::: Data listing

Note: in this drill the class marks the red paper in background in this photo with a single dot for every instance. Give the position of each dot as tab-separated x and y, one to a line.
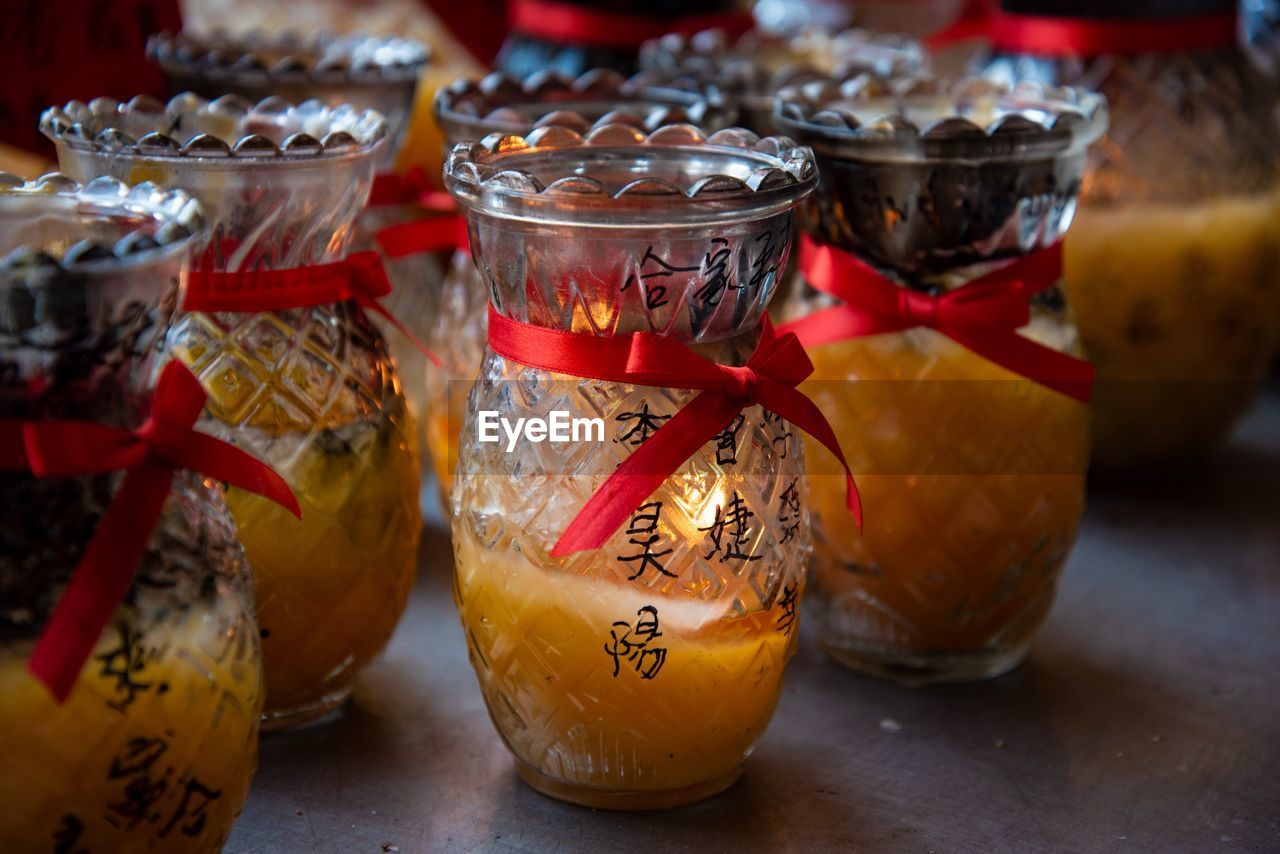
56	50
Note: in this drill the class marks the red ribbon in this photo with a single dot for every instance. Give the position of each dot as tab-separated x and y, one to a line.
359	278
572	24
982	316
769	378
423	234
1054	36
150	455
426	234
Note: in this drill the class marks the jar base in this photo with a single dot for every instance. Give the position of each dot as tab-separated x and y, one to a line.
620	799
321	711
926	668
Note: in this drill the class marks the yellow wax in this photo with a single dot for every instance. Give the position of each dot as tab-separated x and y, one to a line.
332	587
1176	309
972	482
539	642
164	766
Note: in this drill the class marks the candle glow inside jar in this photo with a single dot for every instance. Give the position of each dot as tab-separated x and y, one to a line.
639	674
312	391
972	475
470	110
156	743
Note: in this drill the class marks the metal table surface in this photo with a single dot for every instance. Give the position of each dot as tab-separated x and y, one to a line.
1147	718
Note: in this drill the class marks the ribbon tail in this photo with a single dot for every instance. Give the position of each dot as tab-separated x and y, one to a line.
376	307
100	580
803	412
1029	359
644	470
428	234
222	461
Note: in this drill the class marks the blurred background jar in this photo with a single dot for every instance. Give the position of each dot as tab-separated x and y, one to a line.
470	110
379	73
915	18
156	743
574	36
311	391
639	674
972	474
749	69
1173	264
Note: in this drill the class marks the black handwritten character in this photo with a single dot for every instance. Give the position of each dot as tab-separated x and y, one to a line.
634	644
645	425
769	251
195	798
67	836
780	441
716	278
142	791
124	663
656	295
643	531
789	514
790	598
730	531
726	442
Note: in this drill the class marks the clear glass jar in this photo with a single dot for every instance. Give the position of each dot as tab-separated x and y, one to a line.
638	675
370	72
972	476
470	110
1171	264
310	391
158	740
752	68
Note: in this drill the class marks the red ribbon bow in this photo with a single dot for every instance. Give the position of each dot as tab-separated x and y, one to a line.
769	378
359	277
443	233
583	24
982	316
150	455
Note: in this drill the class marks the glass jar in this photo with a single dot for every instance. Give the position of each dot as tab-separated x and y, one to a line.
639	674
1171	264
370	72
972	475
470	110
570	42
752	68
155	745
310	391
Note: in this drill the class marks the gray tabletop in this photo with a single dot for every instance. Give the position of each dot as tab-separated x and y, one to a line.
1147	718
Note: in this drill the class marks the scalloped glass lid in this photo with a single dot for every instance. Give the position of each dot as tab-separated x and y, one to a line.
53	223
229	126
936	113
291	54
499	103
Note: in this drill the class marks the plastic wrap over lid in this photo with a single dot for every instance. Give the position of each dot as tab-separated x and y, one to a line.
924	177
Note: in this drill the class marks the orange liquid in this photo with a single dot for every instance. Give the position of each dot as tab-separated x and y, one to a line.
972	492
164	770
539	643
332	587
1176	309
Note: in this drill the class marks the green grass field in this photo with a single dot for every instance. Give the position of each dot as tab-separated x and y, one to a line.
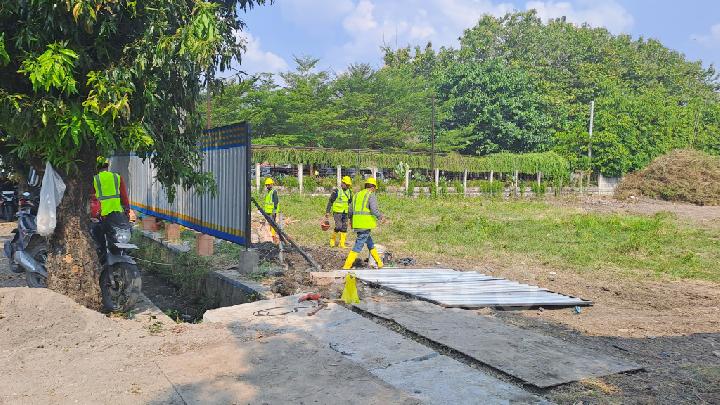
475	229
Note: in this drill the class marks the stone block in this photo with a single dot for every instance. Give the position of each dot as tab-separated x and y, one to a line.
205	245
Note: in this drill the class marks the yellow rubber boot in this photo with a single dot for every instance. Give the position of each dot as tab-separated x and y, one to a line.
376	256
350	260
343	237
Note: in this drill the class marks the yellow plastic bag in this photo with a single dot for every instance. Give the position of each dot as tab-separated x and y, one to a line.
350	291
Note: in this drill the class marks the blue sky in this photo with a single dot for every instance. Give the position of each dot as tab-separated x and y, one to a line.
340	32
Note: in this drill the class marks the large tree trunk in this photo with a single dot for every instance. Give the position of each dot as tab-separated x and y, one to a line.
73	265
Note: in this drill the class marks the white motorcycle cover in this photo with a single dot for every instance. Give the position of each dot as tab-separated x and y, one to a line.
51	193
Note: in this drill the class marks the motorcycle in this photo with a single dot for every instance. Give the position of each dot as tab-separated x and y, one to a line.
27	250
120	281
9	206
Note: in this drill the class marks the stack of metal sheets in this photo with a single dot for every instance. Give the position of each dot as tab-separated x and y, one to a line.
451	288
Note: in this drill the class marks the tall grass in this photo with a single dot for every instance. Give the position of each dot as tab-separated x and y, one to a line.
477	229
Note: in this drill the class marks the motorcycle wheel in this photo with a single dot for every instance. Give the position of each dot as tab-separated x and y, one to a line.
7	213
37	251
120	287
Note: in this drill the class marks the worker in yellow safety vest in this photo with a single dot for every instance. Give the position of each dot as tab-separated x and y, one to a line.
338	204
109	204
364	216
271	205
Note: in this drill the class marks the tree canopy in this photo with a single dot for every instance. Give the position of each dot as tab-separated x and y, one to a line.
80	78
515	84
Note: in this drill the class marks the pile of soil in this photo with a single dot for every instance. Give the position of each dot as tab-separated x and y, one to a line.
683	175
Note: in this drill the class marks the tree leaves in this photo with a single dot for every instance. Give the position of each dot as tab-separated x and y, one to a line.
52	69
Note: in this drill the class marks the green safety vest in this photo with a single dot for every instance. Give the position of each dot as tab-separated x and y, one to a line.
107	191
269	205
340	205
362	217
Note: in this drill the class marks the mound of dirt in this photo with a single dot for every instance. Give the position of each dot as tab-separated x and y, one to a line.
684	175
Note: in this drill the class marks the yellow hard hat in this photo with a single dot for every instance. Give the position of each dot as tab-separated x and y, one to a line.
102	161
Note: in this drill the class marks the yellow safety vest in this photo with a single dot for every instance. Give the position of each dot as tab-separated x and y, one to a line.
340	206
107	191
362	217
269	205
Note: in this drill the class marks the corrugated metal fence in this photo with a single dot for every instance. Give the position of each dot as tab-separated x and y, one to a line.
226	153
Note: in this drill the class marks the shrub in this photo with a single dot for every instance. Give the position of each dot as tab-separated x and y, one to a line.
682	175
538	189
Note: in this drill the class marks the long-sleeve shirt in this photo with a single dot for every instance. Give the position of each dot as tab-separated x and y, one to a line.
95	203
372	205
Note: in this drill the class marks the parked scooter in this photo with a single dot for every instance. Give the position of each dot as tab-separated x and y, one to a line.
9	205
27	250
120	281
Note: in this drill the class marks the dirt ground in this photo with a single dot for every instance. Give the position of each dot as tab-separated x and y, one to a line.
707	216
54	351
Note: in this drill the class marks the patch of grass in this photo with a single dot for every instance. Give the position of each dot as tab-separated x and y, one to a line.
478	228
185	270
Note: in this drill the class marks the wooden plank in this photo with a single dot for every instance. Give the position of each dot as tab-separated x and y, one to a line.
540	360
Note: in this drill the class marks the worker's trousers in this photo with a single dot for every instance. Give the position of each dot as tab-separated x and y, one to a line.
340	221
363	238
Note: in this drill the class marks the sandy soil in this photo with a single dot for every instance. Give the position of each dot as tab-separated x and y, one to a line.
707	216
54	351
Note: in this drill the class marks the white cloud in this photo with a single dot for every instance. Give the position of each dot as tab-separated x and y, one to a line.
314	13
711	39
608	14
362	27
255	59
361	19
463	14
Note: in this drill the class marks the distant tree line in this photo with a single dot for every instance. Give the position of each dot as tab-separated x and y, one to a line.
515	84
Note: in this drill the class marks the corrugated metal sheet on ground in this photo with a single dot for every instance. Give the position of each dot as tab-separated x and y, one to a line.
451	288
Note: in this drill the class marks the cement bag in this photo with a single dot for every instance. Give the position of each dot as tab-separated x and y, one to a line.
51	194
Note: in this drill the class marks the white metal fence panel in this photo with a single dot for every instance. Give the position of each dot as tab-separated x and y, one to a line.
226	154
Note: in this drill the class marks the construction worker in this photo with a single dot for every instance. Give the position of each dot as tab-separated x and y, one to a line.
109	204
364	215
271	205
338	204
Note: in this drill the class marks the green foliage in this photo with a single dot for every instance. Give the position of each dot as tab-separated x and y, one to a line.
476	229
52	69
516	85
4	57
491	187
549	163
127	75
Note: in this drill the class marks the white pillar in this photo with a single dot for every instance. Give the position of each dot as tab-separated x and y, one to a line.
257	177
407	181
465	182
300	177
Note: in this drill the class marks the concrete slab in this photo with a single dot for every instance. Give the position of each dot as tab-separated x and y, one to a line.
442	380
287	368
414	368
339	329
540	360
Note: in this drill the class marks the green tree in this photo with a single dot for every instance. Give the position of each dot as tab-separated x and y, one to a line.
490	107
82	78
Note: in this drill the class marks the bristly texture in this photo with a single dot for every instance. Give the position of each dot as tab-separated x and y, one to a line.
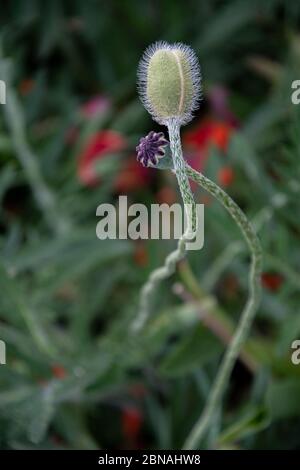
151	148
169	82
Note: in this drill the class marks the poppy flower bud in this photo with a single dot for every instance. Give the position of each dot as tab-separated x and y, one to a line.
169	82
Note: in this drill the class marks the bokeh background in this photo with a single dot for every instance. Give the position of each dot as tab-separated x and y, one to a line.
74	378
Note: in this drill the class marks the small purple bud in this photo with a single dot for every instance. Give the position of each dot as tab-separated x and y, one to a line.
151	148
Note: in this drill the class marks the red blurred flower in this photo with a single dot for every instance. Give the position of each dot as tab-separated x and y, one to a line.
225	176
271	281
131	423
100	145
207	133
132	175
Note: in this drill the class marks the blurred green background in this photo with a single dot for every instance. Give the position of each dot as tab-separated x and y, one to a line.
74	377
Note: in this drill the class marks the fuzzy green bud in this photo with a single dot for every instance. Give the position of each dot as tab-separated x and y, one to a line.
169	82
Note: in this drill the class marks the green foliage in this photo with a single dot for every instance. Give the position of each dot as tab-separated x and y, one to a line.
67	299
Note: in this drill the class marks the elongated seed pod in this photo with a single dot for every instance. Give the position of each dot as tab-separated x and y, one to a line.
169	82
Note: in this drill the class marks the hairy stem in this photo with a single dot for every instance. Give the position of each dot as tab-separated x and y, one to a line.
247	315
190	209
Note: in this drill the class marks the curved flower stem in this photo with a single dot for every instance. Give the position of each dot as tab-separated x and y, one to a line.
247	315
191	216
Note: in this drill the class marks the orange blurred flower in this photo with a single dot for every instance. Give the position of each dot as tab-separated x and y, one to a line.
131	423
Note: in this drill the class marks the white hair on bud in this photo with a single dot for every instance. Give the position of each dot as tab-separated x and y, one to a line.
194	76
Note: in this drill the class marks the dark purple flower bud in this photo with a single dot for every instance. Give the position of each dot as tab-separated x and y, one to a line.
151	148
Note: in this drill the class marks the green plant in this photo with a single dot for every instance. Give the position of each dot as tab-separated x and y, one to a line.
169	88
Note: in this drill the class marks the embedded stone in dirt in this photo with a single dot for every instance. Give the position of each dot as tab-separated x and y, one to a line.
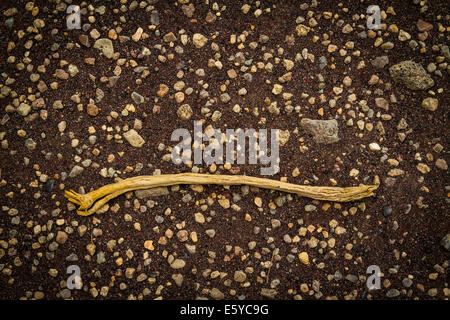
430	104
134	138
380	62
199	40
323	131
412	75
105	46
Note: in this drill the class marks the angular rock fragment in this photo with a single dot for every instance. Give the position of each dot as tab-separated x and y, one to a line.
134	138
323	131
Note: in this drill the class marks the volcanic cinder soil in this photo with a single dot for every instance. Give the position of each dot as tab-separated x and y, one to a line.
81	108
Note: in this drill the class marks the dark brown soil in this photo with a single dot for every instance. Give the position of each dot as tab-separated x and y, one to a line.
373	236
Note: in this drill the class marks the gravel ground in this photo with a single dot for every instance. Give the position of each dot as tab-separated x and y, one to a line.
84	108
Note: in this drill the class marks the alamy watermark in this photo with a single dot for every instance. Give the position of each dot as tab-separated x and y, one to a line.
374	20
227	147
73	20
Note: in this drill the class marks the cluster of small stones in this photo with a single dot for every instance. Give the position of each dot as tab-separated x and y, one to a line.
310	246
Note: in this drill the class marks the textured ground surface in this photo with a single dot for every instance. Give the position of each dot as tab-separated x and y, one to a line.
65	107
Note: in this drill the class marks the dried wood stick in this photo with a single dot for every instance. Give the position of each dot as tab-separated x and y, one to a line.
90	202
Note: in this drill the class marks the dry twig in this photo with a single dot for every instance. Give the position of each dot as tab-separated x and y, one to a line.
89	203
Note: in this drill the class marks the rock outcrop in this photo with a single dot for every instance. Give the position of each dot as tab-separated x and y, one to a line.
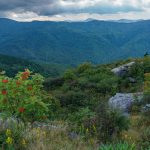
122	70
123	101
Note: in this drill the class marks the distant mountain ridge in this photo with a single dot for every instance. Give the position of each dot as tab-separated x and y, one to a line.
72	43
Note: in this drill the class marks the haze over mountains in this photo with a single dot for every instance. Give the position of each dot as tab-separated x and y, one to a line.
74	42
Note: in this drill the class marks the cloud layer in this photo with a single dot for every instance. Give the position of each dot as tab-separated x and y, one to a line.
59	9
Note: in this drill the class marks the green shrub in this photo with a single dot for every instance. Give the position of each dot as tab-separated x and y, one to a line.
110	123
144	142
23	97
118	146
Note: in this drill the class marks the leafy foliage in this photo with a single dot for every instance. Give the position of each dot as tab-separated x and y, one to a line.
23	97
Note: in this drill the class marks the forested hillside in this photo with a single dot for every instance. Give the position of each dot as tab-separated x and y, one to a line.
73	111
74	42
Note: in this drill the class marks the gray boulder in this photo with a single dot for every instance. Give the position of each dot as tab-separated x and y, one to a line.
124	101
122	70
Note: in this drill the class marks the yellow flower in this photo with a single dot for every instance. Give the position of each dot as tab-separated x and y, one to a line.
9	140
8	132
23	142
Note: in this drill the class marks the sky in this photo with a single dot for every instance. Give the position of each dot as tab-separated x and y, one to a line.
74	10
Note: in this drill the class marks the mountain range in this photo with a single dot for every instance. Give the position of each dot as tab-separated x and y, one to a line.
71	43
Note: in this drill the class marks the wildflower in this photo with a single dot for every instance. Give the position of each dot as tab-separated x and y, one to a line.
21	109
94	128
25	75
18	83
4	101
4	81
87	130
23	142
8	132
44	134
29	88
9	140
4	92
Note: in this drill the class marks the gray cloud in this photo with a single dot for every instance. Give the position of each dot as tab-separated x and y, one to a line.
55	7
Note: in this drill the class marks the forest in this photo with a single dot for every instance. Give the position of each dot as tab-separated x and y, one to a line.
70	110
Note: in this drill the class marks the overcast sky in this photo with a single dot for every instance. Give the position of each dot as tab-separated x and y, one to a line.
59	10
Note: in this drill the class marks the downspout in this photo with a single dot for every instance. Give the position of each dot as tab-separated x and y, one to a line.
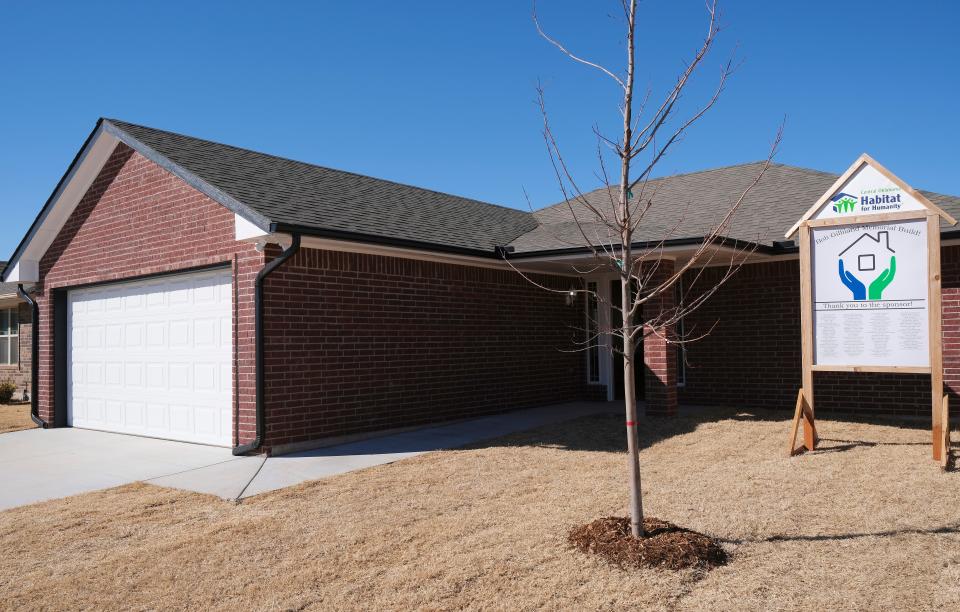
258	343
34	356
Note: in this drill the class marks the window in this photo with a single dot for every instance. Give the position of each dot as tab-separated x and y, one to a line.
593	338
9	337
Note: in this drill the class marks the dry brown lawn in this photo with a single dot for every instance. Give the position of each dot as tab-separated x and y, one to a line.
869	522
14	417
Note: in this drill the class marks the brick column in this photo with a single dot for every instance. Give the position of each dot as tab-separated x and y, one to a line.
660	357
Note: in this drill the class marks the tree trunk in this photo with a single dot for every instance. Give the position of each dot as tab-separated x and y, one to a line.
630	399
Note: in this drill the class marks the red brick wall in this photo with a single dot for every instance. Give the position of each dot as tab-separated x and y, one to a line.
752	357
138	219
363	342
19	374
659	355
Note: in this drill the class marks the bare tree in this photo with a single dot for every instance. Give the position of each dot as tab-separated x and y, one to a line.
607	226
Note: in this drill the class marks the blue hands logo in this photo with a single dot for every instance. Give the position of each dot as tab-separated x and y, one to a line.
854	284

::::::

Only a verbatim transcription of the lines from the one containing "Note: in this drill the class marks the bare" through the last line of the records counts as the answer.

Note: in this drill the class marks the bare tree in this photo with a single dot for every instance. Give the position of each dot as tab-separated x and y, one to a line.
607	226
Note: in this drill the class marks the blue hands logo in this photo with a single dot for every instance. Give the position of each dot as tab-separated x and y, one to a line.
854	284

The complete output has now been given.